Exercices proposés
**a.** Traduisez en anglais cette phrase du texte sur Harlequinade : « Selon le chorégraphe, la pantomime est décrite dans un texte très détaillé. »
**b.** Recopiez à l'identique le passage du texte sur Harlequinade qui commence par « Harlequinade (chor. Alexeï » et se poursuit jusqu'à « prendre la mesure. ».
++++ Document source
Harlequinade (chor. Alexeï Ratmansky)

Bien sûr, nous sommes tellement habitués au Lac des cygnes du Bolchoï ou de l’Opéra de Paris qu’en regardant la version de Ratmansky, qui connaît un succès remarquable à Zurich pour la deuxième saison consécutive, beaucoup de choses nous rendent perplexes ou nous posent question. Nous avons déjà intégré un certain nombre de stéréotypes et d’idées bien arrêtées concernant ce ballet, dont il est parfois difficile de prendre la mesure.

En ce qui concerne Harlequinade, ce n’est quasiment pas le cas. Parce que personne ne sait en fait à quoi ressemblait ce ballet injustement oublié. Ceux qui se sont intéressés un jour à l’Harlequinade reconnaitront tout au plus quelques pas dans les danses d’enfants. Le reste a été reconstitué par bribes, déchiffré, vérifié avec la précision d’un expert policier, tous les éléments ayant été soigneusement analysés.

Alexeï Ratmansky nous a fait part de son analyse, dans lequel il explique en détail dans quelle mesure la chorégraphie de Petipa se retrouve dans les notations qui ont été conservées : dans quels numéros précisément elle se retrouve et dans quels numéros ce n’est pas le cas, dans quels numéros la notation a été conservée seulement en partie, par exemple juste la direction du mouvement, et dans quels numéros (peu nombreux) la notation est pratiquement absente.

Selon le chorégraphe, la pantomime est décrite dans un texte très détaillé. Toutes les mesures musicales dans les notations ont été vérifiées et comparées jusqu’à la dernière croche avec le texte musical de la partition. Toutes les scènes avec  pantomime, de même que les déplacements des personnages et  leur jeu dramatique concordent avec les remarques qu’on trouve dans la partition musicale, à l'exception de quelques mesures dans lе numéro 8 de la scène VIII de l'acte 1. Là, comme nous l’a expliqué Ratmansky, il a de nouveau suivi les indications données sur les notations.
++++++++
++++ Extraits d'enregistrements
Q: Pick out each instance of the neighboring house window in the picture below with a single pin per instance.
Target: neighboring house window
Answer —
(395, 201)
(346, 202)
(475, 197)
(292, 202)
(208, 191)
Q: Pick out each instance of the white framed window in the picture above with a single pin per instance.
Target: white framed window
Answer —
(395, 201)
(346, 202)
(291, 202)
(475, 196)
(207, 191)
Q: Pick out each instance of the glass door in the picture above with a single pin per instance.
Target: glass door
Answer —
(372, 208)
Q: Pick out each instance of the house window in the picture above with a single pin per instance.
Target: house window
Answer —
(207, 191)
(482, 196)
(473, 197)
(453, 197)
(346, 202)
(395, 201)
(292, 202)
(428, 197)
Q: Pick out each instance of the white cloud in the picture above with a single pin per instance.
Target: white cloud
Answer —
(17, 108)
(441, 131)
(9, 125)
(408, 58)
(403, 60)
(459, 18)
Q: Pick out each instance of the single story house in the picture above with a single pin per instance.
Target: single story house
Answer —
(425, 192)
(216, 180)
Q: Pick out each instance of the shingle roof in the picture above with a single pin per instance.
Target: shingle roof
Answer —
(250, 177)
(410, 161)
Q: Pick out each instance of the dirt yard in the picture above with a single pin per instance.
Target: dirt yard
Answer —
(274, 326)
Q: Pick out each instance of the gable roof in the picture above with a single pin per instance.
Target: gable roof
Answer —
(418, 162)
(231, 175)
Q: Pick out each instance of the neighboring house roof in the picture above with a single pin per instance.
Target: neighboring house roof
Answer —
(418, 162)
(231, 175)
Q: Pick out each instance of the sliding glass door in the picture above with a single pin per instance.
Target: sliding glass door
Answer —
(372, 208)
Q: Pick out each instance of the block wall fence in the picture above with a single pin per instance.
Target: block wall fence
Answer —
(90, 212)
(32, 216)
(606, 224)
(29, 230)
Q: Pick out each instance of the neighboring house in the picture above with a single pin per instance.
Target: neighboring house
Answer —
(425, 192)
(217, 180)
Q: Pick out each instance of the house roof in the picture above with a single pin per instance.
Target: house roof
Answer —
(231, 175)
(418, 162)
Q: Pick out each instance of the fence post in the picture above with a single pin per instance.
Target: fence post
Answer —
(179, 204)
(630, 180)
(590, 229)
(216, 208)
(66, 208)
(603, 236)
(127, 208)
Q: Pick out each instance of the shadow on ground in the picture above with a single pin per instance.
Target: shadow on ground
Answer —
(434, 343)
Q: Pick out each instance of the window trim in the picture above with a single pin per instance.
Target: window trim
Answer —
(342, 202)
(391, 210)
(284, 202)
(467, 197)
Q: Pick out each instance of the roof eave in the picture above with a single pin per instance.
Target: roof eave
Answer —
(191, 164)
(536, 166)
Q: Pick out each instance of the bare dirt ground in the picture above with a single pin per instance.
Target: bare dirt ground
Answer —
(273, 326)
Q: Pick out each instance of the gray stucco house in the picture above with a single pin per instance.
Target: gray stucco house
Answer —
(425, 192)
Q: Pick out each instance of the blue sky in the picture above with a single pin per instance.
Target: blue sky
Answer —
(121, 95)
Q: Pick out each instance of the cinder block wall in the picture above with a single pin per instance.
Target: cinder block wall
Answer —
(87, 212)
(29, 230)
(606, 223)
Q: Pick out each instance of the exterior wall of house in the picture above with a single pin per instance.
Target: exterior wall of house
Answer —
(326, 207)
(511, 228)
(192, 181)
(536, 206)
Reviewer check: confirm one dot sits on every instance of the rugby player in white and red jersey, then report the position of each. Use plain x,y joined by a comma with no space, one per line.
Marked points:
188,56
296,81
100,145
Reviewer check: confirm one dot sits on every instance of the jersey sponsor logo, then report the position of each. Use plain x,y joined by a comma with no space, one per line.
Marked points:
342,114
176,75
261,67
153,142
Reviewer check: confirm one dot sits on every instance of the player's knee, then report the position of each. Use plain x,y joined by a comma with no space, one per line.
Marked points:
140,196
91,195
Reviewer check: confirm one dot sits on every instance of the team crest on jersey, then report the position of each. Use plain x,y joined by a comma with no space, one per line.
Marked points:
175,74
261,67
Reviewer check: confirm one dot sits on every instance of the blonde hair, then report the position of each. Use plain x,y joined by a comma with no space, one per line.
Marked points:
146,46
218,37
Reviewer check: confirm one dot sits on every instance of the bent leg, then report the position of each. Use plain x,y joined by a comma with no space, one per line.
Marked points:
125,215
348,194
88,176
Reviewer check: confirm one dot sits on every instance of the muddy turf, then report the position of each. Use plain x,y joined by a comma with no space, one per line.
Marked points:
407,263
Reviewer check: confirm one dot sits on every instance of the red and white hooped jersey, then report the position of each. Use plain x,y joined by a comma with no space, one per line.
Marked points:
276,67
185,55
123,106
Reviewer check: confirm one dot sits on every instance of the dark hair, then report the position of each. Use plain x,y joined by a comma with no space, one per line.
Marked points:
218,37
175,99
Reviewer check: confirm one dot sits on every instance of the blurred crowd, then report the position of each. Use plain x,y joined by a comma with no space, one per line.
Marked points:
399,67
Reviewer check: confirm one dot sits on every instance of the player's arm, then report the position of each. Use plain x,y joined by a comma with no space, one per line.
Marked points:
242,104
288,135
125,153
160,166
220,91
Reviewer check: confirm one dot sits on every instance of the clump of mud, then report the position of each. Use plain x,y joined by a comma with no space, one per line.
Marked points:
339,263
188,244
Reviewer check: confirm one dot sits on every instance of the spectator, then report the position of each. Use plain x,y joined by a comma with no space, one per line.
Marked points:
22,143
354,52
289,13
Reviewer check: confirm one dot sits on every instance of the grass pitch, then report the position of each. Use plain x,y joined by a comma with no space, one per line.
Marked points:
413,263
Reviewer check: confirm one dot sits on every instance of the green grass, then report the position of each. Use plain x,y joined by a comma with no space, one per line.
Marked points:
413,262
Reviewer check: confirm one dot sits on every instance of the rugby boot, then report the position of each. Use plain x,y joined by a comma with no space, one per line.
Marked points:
++++++++
Réponses attendues
**a.** According to the choreographer, the pantomime is described in a very detailed text.

**b.**
Harlequinade (chor. Alexeï Ratmansky)

Bien sûr, nous sommes tellement habitués au Lac des cygnes du Bolchoï ou de l’Opéra de Paris qu’en regardant la version de Ratmansky, qui connaît un succès remarquable à Zurich pour la deuxième saison consécutive, beaucoup de choses nous rendent perplexes ou nous posent question. Nous avons déjà intégré un certain nombre de stéréotypes et d’idées bien arrêtées concernant ce ballet, dont il est parfois difficile de prendre la mesure.